─── PASSAGE TO READ ───

Fletcher said he never made any money off the NuTech deal, nor did he profit from the LitFiber deal or the James Buchanan deal. Fletcher acknowledged that he bought a $409,000 house in Tomball in December 2007, just before the NuTech deal fell apart. (His previous home was assessed at $115,000.) But Fletcher said that no proceeds from the NuTech deal were used to buy the house. After the raid on Jarvis and Newman, Fletcher said that attorneys for RPM formally ended the company’s association with NuTech and that he also at that time returned NuTech stock that had been issued to him. (The value of NuTech shares had plummeted by the end of 2007.) As a company insider, Fletcher’s shares were restricted, and he was never able to sell them, he said.

Fletcher did receive tangible benefits from the NuTech deal, however. He acknowledged, for example, that NuTech provided money to RPM as part of their business agreement, though he said he had no way of knowing if the money came from illicit activities. He also acknowledged that NuTech wrote checks to David Weber, in essence helping to pay down the debt that Fletcher owed Weber and forestalling Weber’s eventual takeover of RPM’s most valuable assets.

Fletcher also acknowledged that he received $50,000 from Mychal Jefferson as an up-front payment prior to the failed Buchanan deal, though the details of that transaction are in dispute. According to Jefferson, Fletcher called him shortly after the LitFiber deal fell through, asking for money to pay down a line of credit at his bank, which was threatening to shut down RPM if he didn’t make an immediate payment. Fletcher acknowledged that the $50,000 went to the bank, but he said that it was Jefferson that contacted him, not vice versa, and that his situation was not as dire as Jefferson described.

In the months following the raid on Jarvis and Newman, the stock fraud investigation seemed to bog down. Federal authorities dragged their feet after taking the case over from Harris County prosecutors. Meanwhile, Newman and Jarvis hired top Houston trial lawyer Dick DeGuerin, who began pressuring the government to either file an official forfeiture action in court or return the seized money and assets—which included cars, jet skis, office equipment, and other items—to his clients. A state judge set a deadline, and assistant U.S. attorneys filed their complaint on the last possible day. As an associate at DeGuerin’s firm argued convincingly in his motion to dismiss the case, the complaint seemed rushed and incomplete, containing a great deal less detail, for example, than the search warrant affidavit prepared by the Harris County district attorney’s office at the time of the raid. Rather than risk an unfavorable ruling from the judge, the government voluntarily withdrew the complaint and returned the money. But the U.S. Attorney’s office withdrew “without prejudice to bring action in future,” which means prosecutors are free to refile the case with a revised complaint at any time. Attorneys for Newman and Jarvis told TEXAS MONTHLY that their clients have done nothing wrong.

─── RECORDS SUPPLIED ───

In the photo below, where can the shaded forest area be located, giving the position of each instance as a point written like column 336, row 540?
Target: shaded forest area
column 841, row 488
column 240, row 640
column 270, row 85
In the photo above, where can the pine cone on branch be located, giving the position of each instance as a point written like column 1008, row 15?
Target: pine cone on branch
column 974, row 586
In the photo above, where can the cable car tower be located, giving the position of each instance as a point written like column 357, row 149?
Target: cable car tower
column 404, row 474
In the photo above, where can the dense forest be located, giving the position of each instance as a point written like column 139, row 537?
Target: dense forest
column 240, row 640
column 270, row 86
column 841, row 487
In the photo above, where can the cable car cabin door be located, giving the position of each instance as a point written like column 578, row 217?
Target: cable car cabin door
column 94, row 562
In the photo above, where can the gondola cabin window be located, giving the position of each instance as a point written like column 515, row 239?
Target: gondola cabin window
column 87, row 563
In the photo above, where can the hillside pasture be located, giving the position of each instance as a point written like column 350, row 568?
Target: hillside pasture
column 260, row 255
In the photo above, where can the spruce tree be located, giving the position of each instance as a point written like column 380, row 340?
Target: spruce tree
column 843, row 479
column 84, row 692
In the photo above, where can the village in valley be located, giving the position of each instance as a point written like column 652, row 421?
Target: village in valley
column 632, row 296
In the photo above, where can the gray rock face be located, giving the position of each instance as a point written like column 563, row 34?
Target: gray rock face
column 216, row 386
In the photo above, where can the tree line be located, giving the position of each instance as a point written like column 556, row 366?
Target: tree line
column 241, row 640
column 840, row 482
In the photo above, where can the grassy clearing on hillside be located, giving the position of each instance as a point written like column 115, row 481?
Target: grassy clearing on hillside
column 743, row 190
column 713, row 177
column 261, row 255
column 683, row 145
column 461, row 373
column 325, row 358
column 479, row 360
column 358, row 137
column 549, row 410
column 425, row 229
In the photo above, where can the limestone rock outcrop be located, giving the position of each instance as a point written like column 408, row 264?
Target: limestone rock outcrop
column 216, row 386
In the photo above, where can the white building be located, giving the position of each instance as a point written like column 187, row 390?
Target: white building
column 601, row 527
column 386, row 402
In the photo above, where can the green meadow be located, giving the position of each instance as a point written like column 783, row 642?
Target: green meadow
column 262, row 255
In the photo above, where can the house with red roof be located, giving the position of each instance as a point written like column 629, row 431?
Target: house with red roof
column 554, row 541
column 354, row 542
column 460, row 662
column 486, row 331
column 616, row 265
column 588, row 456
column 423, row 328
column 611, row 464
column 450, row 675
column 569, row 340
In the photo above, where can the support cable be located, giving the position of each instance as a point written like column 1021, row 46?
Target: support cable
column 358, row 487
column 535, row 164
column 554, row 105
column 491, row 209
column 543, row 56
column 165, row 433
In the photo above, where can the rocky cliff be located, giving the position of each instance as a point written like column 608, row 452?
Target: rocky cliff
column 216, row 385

───

- STATED EXERCISE 1
Set down the lines of the stored data word for word, starting with the line that contains "In the photo above, where can the pine" and going on through the line that contains "column 87, row 563".
- STATED EXERCISE 2
Extend the article about Fletcher and the NuTech deal, picking up after its final sentence.
The article and the stored data have no connection to each other.

- OUTPUT 1
In the photo above, where can the pine cone on branch be located, giving the position of each instance as a point written like column 1008, row 15?
Target: pine cone on branch
column 974, row 586
In the photo above, where can the cable car tower be located, giving the position of each instance as a point written like column 357, row 149?
Target: cable car tower
column 404, row 474
In the photo above, where can the dense forest be located, giving the position of each instance as a point written like column 139, row 537?
Target: dense forest
column 240, row 640
column 270, row 86
column 841, row 487
In the photo above, where can the cable car cabin door be located, giving the position of each instance as a point written like column 578, row 217?
Target: cable car cabin door
column 94, row 562
In the photo above, where can the gondola cabin window be located, giving the position of each instance as a point written like column 515, row 239?
Target: gondola cabin window
column 87, row 563

- OUTPUT 2
One of the first bills Fletcher filed as a new state legislator was a measure making the organizing of a Ponzi scheme a first-degree felony, a move he now says was a response to the fraud he says he has been a victim of in recent years. Fletcher likes to tell people that RPM really stands for “Retired Police Men,” and the walls of his Capitol office are covered with mementos from his many years at the Houston Police Department. Last week, Fletcher was asked what he would say if someone asked how it was that Edwin Leonard, the Coil Tubing employee who blew the whistle on Jarvis and Newman, caught on to the alleged scam before Fletcher, with his years of experience investigating white-collar crime. “I’d say that I was a victim, just like all the rich people that gave money to Madoff and Stanford. And that’s why I’m up here trying to pass a bill so the rest of us don’t get taken advantage of,” he replied. “And I’m gonna be real hard—real hard—to burn again.”

A follow up story to this one was printed in the Texas Monthly in April of 2010:

Other Shoe Drops—But Not On Allen Fletcher

http://www.texasmonthly.com/2010-04-01/webextra10.php

A former business associate of Allen Fletcher, the Republican state representative from northern Harris County, was arrested on March 10 in connection with an alleged stock fraud scam, following a lengthy investigation by the FBI and Harris County authorities. Fletcher was not named in the indictment, but this latest action marks for the freshman lawmaker the resurfacing of a troubling story that won’t seem to die.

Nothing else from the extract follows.